WHAT THIS TASK INVOLVES: Print exactly the lines below between the line containing "[(391, 809), (88, 815)]" and the line containing "[(412, 246)]", counting both of those lines. Leave pictures out.

GIVEN INFORMATION:
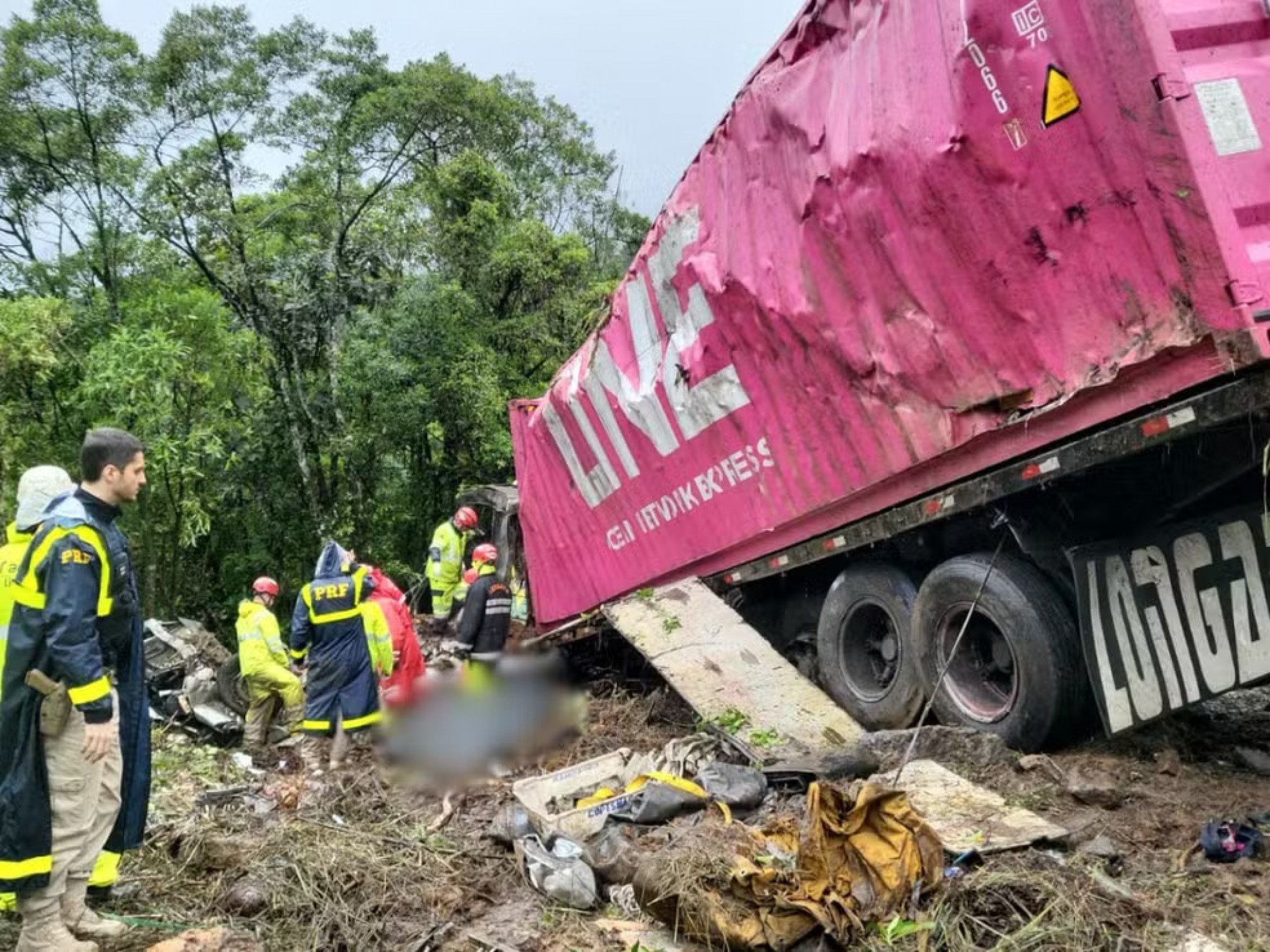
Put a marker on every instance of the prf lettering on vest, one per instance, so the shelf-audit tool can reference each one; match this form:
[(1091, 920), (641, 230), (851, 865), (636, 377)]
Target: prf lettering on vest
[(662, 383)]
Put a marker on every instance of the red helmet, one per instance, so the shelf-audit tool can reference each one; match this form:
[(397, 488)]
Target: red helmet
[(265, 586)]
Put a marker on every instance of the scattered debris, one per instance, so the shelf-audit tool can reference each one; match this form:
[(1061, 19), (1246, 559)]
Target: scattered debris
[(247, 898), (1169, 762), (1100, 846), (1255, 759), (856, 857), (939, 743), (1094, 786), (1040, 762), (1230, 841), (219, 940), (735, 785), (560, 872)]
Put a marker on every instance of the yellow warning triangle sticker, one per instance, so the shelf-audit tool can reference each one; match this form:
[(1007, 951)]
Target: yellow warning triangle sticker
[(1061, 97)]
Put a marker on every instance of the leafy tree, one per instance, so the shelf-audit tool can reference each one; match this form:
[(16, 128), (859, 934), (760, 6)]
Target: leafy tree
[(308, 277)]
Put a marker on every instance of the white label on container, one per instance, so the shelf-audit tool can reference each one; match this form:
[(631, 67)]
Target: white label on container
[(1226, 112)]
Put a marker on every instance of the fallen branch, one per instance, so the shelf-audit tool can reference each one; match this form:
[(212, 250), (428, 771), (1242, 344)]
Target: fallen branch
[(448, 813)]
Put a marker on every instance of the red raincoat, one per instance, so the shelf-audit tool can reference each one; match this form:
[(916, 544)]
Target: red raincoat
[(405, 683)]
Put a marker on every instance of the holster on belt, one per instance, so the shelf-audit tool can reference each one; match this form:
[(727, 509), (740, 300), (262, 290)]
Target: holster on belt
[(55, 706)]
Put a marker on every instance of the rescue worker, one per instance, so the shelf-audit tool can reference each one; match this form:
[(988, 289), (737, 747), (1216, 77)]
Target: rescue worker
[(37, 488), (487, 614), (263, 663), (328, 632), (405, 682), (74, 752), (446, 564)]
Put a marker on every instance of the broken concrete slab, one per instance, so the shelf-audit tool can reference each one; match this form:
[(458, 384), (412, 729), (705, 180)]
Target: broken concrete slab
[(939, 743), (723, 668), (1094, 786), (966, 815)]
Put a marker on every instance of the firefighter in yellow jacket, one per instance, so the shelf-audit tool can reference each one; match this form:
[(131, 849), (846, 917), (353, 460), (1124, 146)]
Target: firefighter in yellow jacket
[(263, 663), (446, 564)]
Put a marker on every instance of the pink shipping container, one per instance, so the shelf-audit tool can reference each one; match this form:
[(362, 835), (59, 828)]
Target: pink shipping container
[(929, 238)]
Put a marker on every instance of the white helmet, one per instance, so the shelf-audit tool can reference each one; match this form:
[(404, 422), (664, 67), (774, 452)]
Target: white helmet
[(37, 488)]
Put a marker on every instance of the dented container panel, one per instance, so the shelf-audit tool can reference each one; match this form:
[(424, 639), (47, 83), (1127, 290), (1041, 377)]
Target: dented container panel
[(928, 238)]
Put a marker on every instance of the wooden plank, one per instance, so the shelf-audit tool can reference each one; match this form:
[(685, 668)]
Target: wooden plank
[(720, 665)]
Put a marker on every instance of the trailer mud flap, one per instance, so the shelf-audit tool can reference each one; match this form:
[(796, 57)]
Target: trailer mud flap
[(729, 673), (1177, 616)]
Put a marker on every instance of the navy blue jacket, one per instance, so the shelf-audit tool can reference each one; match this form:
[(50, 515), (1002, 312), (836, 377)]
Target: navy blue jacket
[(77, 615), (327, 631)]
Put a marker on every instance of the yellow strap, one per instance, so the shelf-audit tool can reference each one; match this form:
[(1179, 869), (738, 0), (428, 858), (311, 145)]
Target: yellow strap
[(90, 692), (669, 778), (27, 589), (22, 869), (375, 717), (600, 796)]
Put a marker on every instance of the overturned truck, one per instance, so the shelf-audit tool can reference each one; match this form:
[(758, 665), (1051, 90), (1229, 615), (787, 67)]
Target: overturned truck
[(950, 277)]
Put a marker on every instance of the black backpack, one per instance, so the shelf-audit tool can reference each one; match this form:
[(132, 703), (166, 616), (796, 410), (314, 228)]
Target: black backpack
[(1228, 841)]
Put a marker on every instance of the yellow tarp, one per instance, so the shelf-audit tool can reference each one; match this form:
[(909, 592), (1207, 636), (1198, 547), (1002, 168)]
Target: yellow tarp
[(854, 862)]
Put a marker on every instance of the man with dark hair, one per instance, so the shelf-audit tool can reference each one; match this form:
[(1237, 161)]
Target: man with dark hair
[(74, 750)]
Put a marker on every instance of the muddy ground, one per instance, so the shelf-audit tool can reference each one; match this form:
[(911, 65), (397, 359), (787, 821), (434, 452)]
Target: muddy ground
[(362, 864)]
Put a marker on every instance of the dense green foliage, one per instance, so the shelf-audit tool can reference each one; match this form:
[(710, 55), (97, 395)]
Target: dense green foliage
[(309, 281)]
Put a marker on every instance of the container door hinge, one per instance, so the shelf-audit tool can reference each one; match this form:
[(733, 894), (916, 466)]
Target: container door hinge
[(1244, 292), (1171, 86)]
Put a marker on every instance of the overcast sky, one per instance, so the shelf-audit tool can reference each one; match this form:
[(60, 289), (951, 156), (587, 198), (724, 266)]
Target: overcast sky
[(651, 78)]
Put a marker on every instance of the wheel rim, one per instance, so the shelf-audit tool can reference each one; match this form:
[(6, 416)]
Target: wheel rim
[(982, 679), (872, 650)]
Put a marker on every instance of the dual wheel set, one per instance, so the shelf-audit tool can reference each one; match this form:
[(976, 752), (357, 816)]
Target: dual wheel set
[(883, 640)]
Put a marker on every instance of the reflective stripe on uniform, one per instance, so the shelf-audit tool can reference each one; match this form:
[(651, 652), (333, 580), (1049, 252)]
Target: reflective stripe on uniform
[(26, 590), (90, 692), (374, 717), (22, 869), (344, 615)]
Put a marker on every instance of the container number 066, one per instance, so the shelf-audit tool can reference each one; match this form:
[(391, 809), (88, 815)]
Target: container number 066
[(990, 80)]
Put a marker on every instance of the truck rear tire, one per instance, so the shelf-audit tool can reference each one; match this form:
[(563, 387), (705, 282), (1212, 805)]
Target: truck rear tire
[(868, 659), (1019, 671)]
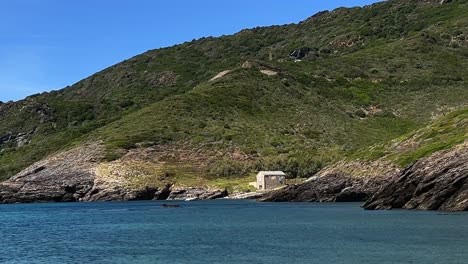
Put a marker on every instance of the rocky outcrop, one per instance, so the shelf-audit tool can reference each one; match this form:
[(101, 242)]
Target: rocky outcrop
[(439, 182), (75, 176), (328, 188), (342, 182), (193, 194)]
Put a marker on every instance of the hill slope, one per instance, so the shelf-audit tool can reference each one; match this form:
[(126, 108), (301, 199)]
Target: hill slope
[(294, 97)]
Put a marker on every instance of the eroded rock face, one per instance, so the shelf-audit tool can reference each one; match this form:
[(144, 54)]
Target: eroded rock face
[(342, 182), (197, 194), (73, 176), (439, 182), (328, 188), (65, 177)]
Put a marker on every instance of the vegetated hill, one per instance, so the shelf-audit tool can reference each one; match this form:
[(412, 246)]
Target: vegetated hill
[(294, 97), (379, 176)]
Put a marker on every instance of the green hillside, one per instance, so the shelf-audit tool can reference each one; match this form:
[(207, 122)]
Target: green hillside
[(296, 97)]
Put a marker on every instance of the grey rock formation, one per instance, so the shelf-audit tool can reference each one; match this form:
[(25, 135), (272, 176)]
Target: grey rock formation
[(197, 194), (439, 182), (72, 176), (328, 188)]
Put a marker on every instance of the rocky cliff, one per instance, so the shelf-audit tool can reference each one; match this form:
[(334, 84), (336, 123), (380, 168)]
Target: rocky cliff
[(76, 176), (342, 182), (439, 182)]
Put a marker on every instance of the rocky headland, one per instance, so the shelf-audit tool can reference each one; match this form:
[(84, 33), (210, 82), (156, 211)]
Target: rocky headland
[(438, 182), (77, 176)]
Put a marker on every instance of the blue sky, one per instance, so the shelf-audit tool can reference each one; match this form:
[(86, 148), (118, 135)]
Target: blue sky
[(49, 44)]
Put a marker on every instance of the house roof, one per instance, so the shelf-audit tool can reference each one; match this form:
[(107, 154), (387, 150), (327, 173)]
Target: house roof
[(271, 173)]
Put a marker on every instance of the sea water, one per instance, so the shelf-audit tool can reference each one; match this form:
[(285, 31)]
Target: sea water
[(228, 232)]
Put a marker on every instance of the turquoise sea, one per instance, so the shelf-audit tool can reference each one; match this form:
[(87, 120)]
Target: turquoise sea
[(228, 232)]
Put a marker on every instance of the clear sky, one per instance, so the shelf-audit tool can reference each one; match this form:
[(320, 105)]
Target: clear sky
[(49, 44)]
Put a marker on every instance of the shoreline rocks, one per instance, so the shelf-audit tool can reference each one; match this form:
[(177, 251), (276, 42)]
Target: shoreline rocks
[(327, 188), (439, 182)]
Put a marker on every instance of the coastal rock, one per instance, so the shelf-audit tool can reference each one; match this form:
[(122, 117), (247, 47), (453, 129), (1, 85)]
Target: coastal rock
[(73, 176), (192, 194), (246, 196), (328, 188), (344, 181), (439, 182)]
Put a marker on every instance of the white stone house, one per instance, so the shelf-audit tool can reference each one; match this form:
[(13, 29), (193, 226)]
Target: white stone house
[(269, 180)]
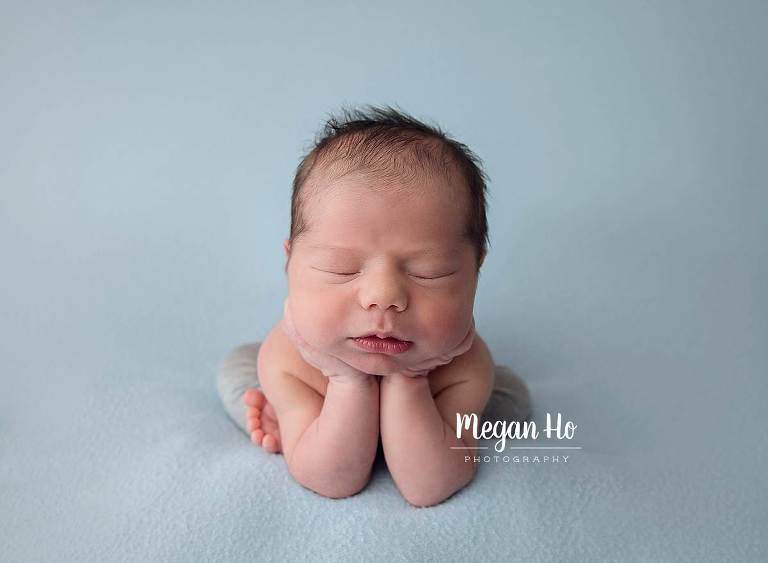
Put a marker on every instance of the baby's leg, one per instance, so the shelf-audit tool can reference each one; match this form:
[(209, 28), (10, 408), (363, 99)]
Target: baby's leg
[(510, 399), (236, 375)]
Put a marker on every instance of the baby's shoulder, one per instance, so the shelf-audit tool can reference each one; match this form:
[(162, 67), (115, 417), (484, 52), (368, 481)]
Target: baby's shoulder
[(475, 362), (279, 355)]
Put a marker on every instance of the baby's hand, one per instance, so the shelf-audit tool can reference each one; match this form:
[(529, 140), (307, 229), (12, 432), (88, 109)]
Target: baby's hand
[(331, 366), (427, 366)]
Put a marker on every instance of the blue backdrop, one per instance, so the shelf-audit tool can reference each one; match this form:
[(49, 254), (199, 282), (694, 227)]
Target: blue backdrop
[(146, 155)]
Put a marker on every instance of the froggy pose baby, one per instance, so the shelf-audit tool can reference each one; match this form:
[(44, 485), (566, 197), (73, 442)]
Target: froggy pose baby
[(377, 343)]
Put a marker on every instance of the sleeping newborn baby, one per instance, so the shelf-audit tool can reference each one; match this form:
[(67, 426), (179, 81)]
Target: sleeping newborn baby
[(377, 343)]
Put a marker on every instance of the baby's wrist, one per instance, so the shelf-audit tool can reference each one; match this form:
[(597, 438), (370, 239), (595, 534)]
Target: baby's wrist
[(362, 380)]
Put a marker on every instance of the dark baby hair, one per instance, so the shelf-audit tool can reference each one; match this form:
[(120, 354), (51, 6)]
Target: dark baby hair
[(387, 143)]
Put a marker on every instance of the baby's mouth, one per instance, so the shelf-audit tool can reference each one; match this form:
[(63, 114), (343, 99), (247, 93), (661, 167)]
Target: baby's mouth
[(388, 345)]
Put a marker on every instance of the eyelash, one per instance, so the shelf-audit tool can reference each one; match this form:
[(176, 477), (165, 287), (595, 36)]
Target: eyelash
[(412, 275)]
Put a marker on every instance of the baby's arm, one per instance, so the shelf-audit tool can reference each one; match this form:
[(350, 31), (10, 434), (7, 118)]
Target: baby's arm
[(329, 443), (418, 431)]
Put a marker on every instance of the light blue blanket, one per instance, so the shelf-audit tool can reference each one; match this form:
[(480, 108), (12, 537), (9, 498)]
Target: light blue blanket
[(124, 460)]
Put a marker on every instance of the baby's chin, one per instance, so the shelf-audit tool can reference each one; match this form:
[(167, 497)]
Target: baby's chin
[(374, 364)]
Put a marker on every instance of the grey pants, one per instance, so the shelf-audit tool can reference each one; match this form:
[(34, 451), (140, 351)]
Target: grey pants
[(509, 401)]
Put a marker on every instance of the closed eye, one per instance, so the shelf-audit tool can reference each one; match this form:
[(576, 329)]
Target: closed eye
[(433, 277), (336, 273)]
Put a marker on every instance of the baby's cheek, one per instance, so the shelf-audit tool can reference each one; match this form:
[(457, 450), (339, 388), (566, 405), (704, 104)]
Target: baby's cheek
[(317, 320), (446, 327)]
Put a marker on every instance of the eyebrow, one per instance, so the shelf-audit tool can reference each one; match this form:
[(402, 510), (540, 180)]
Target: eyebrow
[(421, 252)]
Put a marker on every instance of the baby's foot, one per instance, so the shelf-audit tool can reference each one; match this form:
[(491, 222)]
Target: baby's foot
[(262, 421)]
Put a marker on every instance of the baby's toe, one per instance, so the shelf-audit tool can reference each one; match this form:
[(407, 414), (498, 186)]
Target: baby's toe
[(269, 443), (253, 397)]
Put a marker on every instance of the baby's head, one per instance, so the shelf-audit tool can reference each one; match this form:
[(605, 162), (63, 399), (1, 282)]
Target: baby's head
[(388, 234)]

COMPLETED TASK:
[(391, 809), (88, 815)]
Target: container number 066
[(990, 80)]
Put a marker on every instance of the truck rear tire, one per instance, so the shelf-audit tool can reference each one; match this form:
[(563, 387), (705, 282), (1212, 805)]
Target: truck rear tire
[(868, 659), (1019, 671)]
Put a marker on every instance of the rocky outcrop, one per instance, so the shelf-audit tool can reference each one; match this form:
[(101, 242)]
Target: rocky outcrop
[(439, 182), (75, 176), (328, 188), (342, 182), (193, 194)]
Put a marker on every instance of the hill slope, one per instance, so the shelf-audit tool can reference each one; match this form:
[(126, 108), (301, 199)]
Target: hill slope
[(294, 97)]
Put a marker on every instance of the eroded rock face, one per instance, so the shelf-audit tool can reference each one; match this form:
[(144, 54)]
Target: eroded rock face
[(342, 182), (197, 194), (73, 176), (439, 182), (328, 188), (65, 177)]
Put a marker on every instance of the vegetated hill, one per instance, so the shelf-audit tool can reference each one; match this form:
[(412, 246)]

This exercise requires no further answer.